Complete the following.
#1 In two sentences, summarize the response to Tom Raabe's article on hymnals and projector screens.
#2 Reproduce the response to Tom Raabe's article on hymnals and projector screens word for word, from "Let’s Rise Above…A" to "only discourage her.".

Text section.
Let’s Rise Above…A Response to Tom Raabe’s article “Why Churches Should Ditch the Projector Screens and Bring Back Hymnals”
In his article, Why Churches Should Ditch the Projector Screens and Bring Back Hymnals, writer and editor, Tom Raabe, offers an extensive article on worship and the place of technology in worship gatherings. For a few months this article has been shared on social media by church goers, resulting in attacks on the modern style of worship, which includes projection screens, contemporary music, informality in worship, and everything else opposed by traditionalists (that’s his self-proclamation, not mine!). Raaeb’s article may not have been intended to divide the church, but it is certainly not unifying the church. The tone and language of his article do nothing to affirm the bride of Christ, but only discourage her.
From the beginning, Raaeb pits generations and styles of worship against one another. After offering a short history of the debate over worship, Raaeb writes, “More likely, the reason you don’t hear much about the worship wars is that one side has won. It may not be a total victory, but one side is clearly winning while the other is cowering in a back pew….” Seriously? What benefit is this thinking to the unity of the church? We are not playing against each other in the church. We are on the same team! Well, we should be, anyway! The church is not a place of winners or losers! The church is most definitely not a place of cowards! Christ loved the church and gave Himself up for the church (Eph. 5:25). Let us not bash her with such slanderous statements.
Raaeb continues his article addressing the informality in worship today. He writes, “Informality in worship is way up (shouting “Amen,” wearing shorts to church) and formality is way down (calling the minister “Pastor So and So,” dressing up for services).” Did he really just equate the shouting of “Amen” to informality? Using his words and reasoning, Raaeb will be uncomfortable with the “informality” of heaven! John’s eschatological vision is clear of those gathered around the throne of God who will shout for eternity, “Amen” in affirmation of the One who sits on the throne of heaven (Rev. 5:13-14).
As a pastor, I am less concerned with the formality of worship and more concerned with the authenticity of worship. Jesus gave clear guidelines for worship in John 4:23 when He said, “true worshipers will worship the Father in spirit and truth.” Spirit and truth have nothing to do with formality, but it does have everything to do with substance. Worship should be spirit-filled and grounded in truth, specifically, the truth of God’s Word! This must be the standard for all worship music—hymns, praise chorus, or modern contemporary music.
Speaking of substance, Raaeb argues, “as hymnals fade, theology also suffers.” While he does not dive off the deep end of this debate, Raaeb does imply a lack of theology in modern contemporary music. He continues, “the rich repository of religious wisdom contained in hymns will be lost.” This reasoning implies no religious wisdom on the part of modern-day song writers. Does God not speak, through His Word and the Holy Spirit, to song writers today, as He did the hymn writers of yesteryear? Can God not bless the church today with songs of praise and glory, from gifted writers, as he did the church of old? Sure, He can, and He does! If there is a fear of losing theology with the progression of time, through contemporary music, let us discard modern music, as well as hymns, and return to singing from the Psalter. Therein would be no threat of losing theology or religious wisdom.

Material supplied.
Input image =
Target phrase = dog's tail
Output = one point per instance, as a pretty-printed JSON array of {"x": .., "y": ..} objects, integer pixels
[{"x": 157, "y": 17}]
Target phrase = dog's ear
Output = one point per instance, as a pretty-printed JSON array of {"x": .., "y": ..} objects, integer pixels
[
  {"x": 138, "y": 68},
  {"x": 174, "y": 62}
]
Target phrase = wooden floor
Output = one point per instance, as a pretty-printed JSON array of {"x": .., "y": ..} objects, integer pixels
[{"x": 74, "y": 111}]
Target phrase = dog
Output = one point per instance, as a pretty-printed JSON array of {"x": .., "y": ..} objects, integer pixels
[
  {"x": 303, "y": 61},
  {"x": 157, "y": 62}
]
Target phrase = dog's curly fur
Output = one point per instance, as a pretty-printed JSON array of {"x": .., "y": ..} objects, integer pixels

Written answers.
#1 The response argues that Tom Raabe's article on replacing projector screens with hymnals fails to unify the church and only discourages it, objecting to his portrayal of worship styles as a contest with winners and losers and to his treatment of shouting "Amen" as informality. It holds that worship should be measured by spirit and truth rather than formality, and it rejects his implication that contemporary songs lack theology and religious wisdom.

#2
Let’s Rise Above…A Response to Tom Raabe’s article “Why Churches Should Ditch the Projector Screens and Bring Back Hymnals”
In his article, Why Churches Should Ditch the Projector Screens and Bring Back Hymnals, writer and editor, Tom Raabe, offers an extensive article on worship and the place of technology in worship gatherings. For a few months this article has been shared on social media by church goers, resulting in attacks on the modern style of worship, which includes projection screens, contemporary music, informality in worship, and everything else opposed by traditionalists (that’s his self-proclamation, not mine!). Raaeb’s article may not have been intended to divide the church, but it is certainly not unifying the church. The tone and language of his article do nothing to affirm the bride of Christ, but only discourage her.